Find every line below that contains the word "truck", and copy each of those lines in full.

§ EXERCISE MATERIAL:
[Start]

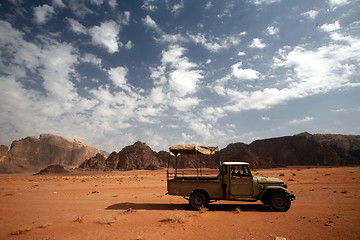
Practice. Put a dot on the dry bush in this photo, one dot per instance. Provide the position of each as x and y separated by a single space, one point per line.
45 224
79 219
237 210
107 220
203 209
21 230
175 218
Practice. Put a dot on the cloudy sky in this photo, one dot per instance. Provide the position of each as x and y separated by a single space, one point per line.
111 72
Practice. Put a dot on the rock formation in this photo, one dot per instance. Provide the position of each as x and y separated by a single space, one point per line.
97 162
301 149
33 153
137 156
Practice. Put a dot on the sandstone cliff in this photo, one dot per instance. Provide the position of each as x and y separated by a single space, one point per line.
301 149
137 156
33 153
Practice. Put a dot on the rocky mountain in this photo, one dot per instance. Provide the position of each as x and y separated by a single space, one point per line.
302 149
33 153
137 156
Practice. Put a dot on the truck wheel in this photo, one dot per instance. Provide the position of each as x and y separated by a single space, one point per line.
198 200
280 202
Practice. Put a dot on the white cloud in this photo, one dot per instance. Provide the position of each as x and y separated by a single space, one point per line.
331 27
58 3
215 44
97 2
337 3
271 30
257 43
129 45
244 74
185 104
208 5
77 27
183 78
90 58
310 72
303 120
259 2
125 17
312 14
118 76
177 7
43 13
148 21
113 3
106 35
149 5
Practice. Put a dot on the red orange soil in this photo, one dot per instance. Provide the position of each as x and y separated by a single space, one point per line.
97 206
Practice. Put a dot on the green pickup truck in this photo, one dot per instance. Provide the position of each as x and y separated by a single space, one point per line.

[End]
[Start]

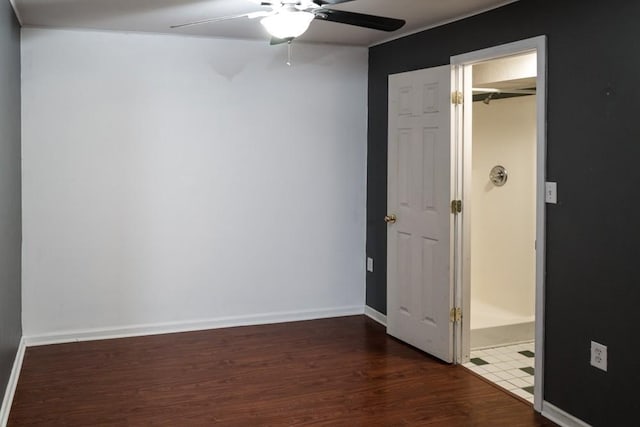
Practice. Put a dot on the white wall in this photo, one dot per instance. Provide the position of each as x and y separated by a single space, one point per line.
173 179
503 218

[End]

§ TASK ANSWER:
Practice. Put a dot on the truck wheel in this photo, one dot per instance. Provide the position of each as x and y separated by a single space, one point per line.
Practice. Put a dot on the green pickup truck in this photo, one dot per instance. Provide the position of each as x and y separated by a single space, one point per line.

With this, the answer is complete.